For many years, I've been fascinated by true stories of innocent people who successfully defended themselves against violent attack. In many of these cases, victims used guns to fend off murderous thugs. Check out my website for information about my books, two of which describe in detail stories of intended victims who defended themselves with guns. Below are brief summaries of a few recent cases.

A couple of weeks ago, Ethel Jones, 69, gained Internet acclaim by shooting a burglar inside her Decatur, Alabama home. According to news reports, Michael Bynum was already on probation for burglary when he tore the air conditioner out of a window and entered Jones’ house. It was 3:00 a.m. as the intruder made the rounds of each room shining a pen-light. Jones, awakened by the commotion, pulled a .38-caliber revolver from beneath her pillow and opened fire. Bynum ended up in the local hospital with a bullet in his belly. “I hope this will make people have second thoughts before they break into a home in our neighborhood,” Jones said.

§ **Given information**
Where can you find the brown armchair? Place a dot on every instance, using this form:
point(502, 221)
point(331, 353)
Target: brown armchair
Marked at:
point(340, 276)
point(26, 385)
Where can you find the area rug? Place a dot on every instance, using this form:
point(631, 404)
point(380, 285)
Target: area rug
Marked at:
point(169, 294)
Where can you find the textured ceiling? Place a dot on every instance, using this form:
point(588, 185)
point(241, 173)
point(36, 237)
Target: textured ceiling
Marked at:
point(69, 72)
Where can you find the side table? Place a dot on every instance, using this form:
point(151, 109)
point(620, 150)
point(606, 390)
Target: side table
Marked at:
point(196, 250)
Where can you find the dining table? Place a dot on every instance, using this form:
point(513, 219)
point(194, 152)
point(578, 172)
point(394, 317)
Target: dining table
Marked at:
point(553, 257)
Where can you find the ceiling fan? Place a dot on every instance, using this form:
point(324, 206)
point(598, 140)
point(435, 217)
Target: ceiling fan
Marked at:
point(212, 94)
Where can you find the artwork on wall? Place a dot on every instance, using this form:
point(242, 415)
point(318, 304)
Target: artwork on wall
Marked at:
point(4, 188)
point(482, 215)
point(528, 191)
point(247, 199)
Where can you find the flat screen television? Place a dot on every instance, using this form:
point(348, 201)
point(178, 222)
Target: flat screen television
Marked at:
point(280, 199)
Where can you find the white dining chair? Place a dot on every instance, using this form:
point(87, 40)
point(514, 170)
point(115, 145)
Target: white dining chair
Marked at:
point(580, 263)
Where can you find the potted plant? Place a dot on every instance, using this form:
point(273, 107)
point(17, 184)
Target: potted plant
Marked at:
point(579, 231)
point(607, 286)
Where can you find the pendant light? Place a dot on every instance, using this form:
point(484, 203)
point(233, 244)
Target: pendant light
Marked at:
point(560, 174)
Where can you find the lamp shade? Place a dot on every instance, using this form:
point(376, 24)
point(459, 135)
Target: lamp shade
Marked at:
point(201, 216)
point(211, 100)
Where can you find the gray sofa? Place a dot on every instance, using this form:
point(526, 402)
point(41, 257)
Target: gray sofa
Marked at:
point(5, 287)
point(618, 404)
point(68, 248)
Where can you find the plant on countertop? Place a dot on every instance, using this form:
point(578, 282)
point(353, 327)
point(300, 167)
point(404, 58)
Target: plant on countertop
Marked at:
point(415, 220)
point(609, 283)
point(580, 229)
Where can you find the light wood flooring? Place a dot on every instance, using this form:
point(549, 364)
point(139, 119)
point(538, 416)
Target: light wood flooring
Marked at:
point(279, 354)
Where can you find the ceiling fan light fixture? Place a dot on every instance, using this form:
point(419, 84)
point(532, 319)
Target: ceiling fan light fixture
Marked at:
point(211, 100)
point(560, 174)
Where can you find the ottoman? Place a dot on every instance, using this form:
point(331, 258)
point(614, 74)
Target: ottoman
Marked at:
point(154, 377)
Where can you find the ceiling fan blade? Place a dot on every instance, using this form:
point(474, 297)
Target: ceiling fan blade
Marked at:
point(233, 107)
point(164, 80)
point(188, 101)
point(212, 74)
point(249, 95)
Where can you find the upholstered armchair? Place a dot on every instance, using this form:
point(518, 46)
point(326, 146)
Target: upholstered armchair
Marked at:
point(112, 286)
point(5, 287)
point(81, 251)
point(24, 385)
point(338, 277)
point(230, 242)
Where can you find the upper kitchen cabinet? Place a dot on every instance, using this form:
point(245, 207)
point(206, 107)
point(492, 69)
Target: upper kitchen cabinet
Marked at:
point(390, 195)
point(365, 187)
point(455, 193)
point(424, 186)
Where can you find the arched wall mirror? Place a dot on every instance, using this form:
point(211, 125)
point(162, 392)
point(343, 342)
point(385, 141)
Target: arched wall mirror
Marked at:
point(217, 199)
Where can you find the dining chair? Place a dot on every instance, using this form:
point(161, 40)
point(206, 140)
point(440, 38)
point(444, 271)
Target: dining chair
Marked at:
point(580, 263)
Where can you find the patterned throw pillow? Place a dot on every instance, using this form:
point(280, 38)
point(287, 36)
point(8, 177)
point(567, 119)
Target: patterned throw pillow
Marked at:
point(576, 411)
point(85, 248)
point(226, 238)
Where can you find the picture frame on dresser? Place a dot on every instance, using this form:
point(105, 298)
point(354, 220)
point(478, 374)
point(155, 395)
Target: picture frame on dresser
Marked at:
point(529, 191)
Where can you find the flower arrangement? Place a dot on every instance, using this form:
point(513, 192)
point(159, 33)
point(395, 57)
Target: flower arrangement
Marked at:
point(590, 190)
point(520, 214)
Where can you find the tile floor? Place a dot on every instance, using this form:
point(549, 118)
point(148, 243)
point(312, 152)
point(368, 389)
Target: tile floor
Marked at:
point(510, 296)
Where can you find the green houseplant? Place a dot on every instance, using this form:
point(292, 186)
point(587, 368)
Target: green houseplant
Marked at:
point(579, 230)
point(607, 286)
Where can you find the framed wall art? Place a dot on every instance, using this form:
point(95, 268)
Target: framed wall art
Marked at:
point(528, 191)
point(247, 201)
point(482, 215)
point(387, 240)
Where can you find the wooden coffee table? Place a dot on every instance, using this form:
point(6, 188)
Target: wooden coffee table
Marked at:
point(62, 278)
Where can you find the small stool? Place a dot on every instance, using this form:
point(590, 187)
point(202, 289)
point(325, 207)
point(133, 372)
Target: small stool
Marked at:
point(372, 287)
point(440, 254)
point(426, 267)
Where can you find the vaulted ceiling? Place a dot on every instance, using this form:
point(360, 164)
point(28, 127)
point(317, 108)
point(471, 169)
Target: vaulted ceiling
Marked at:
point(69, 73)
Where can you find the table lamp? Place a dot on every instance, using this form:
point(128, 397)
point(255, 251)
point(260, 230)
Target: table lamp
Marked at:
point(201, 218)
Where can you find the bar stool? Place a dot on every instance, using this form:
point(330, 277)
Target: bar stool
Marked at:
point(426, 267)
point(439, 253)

§ **Activity 1**
Using the text about self-defense cases, decide whether each statement below agrees with it. Answer yes or no for each, and please quote the deciding words of the text.
(a) Michael Bynum was on probation for burglary when he broke into the house.
(b) Bynum got into the house through an unlocked door.
(c) Ethel Jones kept her revolver in a nightstand drawer.
§ **Activity 2**
Based on the text about self-defense cases, explain in one to three sentences why Michael Bynum ended up in the local hospital.

§ **Expected output 1**
(a) Yes: "was already on probation for burglary"
(b) No: "tore the air conditioner out of a window and entered Jones’ house"
(c) No: "pulled a .38-caliber revolver from beneath her pillow"

§ **Expected output 2**
The commotion woke Ethel Jones while Bynum was going through her rooms at 3:00 a.m. She pulled a .38-caliber revolver from beneath her pillow and opened fire, leaving him with a bullet in his belly.